▶ _Work to complete_:
A. Copy out the passage on the take-care clause word for word, from "Nobody knows what" to "of the courts.".
B. Pull out every line of the records that contains the string "leafless", matching case exactly.

▶ _Text segment_:
● ● ● ●
It may be that, as some have suggested, the Court is just trying to give the case a complete resolution. (Texas had raised the “take care” issue below, but the lower courts did not decide it.) On the other hand, there may be some on the high court who buy into the legal right’s claims that Obama has been a uniquely autocratic president, eclipsing, for example, George W. Bush. In that view, the “deferred action” program was not an interpretation of the INA—it was a “suspension” or a “rewriting,” displacing the law with illicit presidential policy. A serious test of the take-care clause would turn an ordinary statutory dispute into a potential constitutional confrontation.

Nobody knows what the take-care clause really means. (Lyle Deniston gave a good explanation of the questions in a Thursday post at Constitution Daily.) Is it a limit on the president’s authority or does it add to it? Is it a personal duty of the president or does it extend to the entire executive branch? Is a president’s “faithfulness” a judicial judgment at all, or a “political question” to be decided by Congress and the voters?

Some presidents have suggested that the clause adds a kind of flexibility to executive authority—that if the law or the Constitution assigns the president a duty, he or she must have adequate means to carry it out. The opposite view holds that the clause is purely a limit—perhaps in extreme cases placing presidential discretion under the supervision of the courts.
● ● ● ●
▶ _Listing_:
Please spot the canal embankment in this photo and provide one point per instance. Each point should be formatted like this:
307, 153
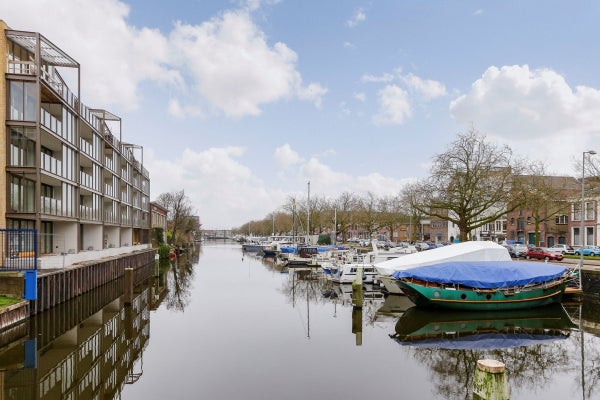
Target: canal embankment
56, 286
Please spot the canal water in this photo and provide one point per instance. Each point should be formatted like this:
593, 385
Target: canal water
221, 324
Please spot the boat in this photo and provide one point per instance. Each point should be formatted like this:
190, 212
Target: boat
484, 285
346, 273
422, 327
465, 251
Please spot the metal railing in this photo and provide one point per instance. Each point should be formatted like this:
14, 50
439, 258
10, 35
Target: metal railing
19, 249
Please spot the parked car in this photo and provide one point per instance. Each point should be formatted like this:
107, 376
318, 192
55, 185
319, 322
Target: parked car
543, 254
516, 250
564, 248
588, 250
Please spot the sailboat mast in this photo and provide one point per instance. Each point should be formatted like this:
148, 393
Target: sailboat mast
308, 216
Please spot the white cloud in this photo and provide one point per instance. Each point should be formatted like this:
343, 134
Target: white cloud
374, 78
226, 62
285, 156
218, 185
177, 110
232, 66
358, 17
394, 106
361, 96
426, 88
313, 92
517, 103
115, 57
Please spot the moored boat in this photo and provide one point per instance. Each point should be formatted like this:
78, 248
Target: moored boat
466, 251
482, 330
479, 285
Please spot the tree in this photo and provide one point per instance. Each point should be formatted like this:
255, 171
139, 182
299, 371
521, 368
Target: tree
345, 206
470, 184
368, 213
179, 214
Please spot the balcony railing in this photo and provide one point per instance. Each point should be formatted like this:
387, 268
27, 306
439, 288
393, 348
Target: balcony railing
87, 180
51, 206
111, 217
109, 190
21, 67
56, 83
87, 148
87, 212
51, 164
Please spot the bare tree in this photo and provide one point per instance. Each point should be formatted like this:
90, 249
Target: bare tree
180, 210
470, 184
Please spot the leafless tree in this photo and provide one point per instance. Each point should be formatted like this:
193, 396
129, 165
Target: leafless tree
470, 184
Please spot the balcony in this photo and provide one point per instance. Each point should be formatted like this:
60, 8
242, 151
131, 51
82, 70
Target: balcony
87, 180
109, 190
87, 148
51, 206
51, 164
86, 212
111, 217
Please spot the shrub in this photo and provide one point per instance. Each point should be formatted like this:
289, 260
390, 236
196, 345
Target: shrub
163, 252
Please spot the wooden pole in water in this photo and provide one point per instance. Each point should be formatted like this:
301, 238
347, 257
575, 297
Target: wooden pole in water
490, 382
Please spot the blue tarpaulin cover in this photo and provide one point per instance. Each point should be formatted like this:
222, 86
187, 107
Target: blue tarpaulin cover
485, 274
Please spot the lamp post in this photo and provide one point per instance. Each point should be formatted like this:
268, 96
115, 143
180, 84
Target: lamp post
581, 229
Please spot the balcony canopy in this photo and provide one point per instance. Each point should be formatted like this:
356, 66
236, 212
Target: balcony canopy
50, 53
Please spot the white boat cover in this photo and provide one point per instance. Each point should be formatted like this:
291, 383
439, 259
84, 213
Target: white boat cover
465, 251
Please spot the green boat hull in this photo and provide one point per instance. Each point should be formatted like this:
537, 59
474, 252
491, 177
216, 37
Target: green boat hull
474, 300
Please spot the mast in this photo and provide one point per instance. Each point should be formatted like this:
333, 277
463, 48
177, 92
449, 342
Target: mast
334, 226
308, 217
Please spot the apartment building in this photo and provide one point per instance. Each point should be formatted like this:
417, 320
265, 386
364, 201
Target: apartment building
67, 171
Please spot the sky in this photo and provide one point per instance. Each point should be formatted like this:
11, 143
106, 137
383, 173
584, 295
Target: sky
242, 103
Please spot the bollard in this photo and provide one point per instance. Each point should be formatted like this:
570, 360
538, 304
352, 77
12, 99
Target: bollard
357, 288
128, 278
490, 382
357, 324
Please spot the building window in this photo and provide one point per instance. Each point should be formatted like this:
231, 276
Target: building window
562, 220
589, 211
23, 101
22, 147
22, 194
589, 235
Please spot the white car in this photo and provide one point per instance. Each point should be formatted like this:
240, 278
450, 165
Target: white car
563, 248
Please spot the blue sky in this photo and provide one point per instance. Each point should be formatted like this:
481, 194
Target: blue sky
241, 103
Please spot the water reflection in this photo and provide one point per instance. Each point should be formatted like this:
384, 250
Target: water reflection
89, 347
450, 329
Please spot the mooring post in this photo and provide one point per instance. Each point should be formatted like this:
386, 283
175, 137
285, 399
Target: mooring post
357, 288
490, 382
128, 285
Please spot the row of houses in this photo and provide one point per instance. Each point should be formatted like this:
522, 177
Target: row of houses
559, 221
68, 171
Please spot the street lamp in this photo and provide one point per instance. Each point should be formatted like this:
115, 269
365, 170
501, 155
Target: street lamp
581, 233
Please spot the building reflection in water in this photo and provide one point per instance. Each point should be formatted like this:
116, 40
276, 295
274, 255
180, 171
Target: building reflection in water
89, 347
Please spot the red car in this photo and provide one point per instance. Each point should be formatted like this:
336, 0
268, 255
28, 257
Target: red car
543, 254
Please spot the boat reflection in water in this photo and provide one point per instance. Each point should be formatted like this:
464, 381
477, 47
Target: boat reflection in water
444, 329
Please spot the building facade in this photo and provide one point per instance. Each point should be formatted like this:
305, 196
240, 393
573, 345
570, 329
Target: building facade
67, 171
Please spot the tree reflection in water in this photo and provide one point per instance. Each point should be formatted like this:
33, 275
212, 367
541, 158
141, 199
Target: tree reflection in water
180, 275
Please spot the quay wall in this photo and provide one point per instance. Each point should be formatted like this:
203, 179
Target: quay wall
57, 286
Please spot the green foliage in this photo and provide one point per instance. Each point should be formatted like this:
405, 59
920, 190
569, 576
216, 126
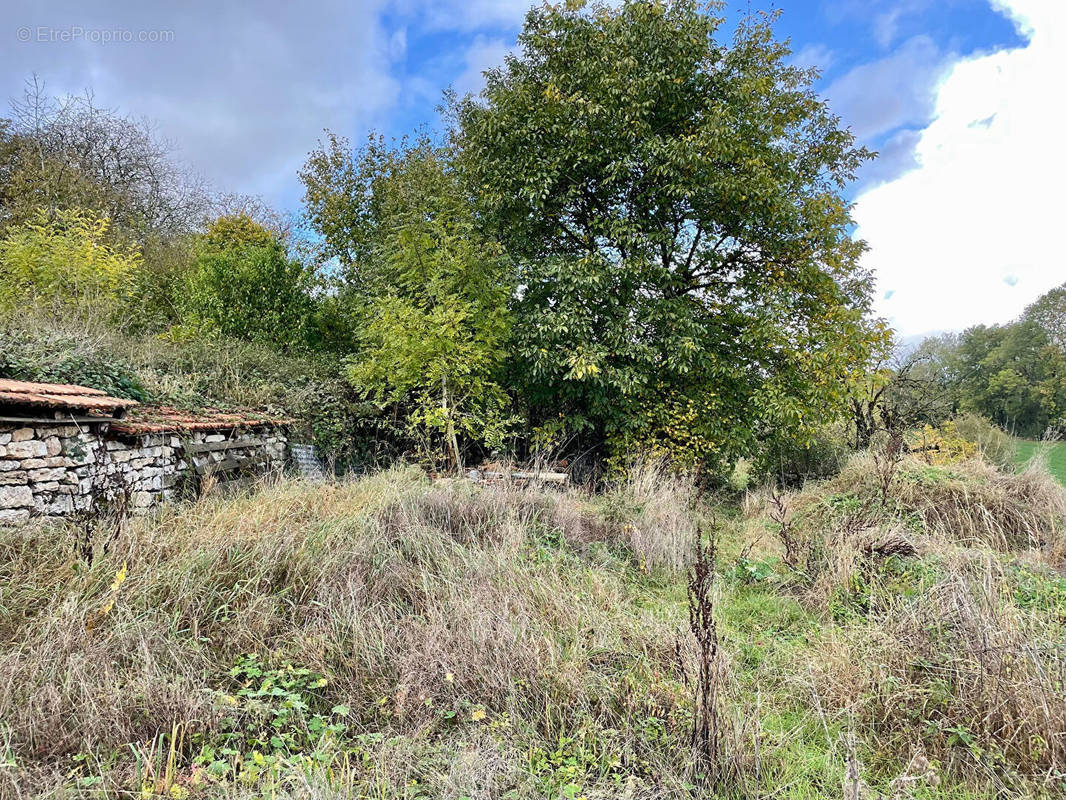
● ● ● ●
▶ _Expected results_:
A.
Nobody knows what the take-care clause really means. (Lyle Deniston gave a good explanation of the questions in a Thursday post at Constitution Daily.) Is it a limit on the president’s authority or does it add to it? Is it a personal duty of the president or does it extend to the entire executive branch? Is a president’s “faithfulness” a judicial judgment at all, or a “political question” to be decided by Congress and the voters?

Some presidents have suggested that the clause adds a kind of flexibility to executive authority—that if the law or the Constitution assigns the president a duty, he or she must have adequate means to carry it out. The opposite view holds that the clause is purely a limit—perhaps in extreme cases placing presidential discretion under the supervision of the courts.

B.
Please spot the leafless tree in this photo and provide one point per instance. Each point should be formatted like this:
Target: leafless tree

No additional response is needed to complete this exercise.